• **SEITE**:
Das macht ein erfolgreiches Team aus
Welche Faktoren machen ein Team gut und erfolgreich? Niklas Leicht und David Berger vom Beratungsunternehmen Dot Consulting gehen dieser Frage nach. Ausserdem beleuchten sie die durchschnittlich grössten Stärken und Schwächen von Teams in der Schweiz.
Teams sind die wahren Einhörner moderner Unternehmen, denn ohne starke Teams würde kein Unternehmen überleben. Erfolgreiche und gut funktionierende Teams können mitunter sogar Missstände im Management ausgleichen und Unternehmen trotzdem zum Erfolg führen. Doch wie lautet die "Formel" erfolgreicher Teams? Niklas Leicht und David Berger vom Beratungsunternehmen Dot haben aufgrund der Daten der Teamanalyse-Software "dot.benchmark" ausgewertet, welche Eigenschaften starke Teams auszeichnen. Vornweg: Das Ergebnis überrascht und überrascht gleichzeitig nicht.

• **VERFÜGBARE DATEN**:
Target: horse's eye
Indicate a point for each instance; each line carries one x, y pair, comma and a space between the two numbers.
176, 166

• **GESTELLTE AUFGABE A**:
Beantworte anhand des Textes über erfolgreiche Teams die folgenden Fragen:
(i) Für welches Beratungsunternehmen arbeiten Niklas Leicht und David Berger?
(ii) Auf den Daten welcher Teamanalyse-Software beruht ihre Auswertung?
(iii) Mit welchen Fabelwesen werden Teams in modernen Unternehmen verglichen?
• **GESTELLTE AUFGABE B**: Übersetze den Satz „Erfolgreiche und gut funktionierende Teams können mitunter sogar Missstände im Management ausgleichen und Unternehmen trotzdem zum Erfolg führen.“ aus dem Text über erfolgreiche Teams ins Englische.
Das Material steht in keinem Zusammenhang mit dem Text über erfolgreiche Teams.

• **RICHTIGE LÖSUNG A**:
(i) Dot Consulting
(ii) „dot.benchmark“
(iii) Mit Einhörnern

• **RICHTIGE LÖSUNG B**: Successful and well-functioning teams can sometimes even make up for shortcomings in management and still lead companies to success.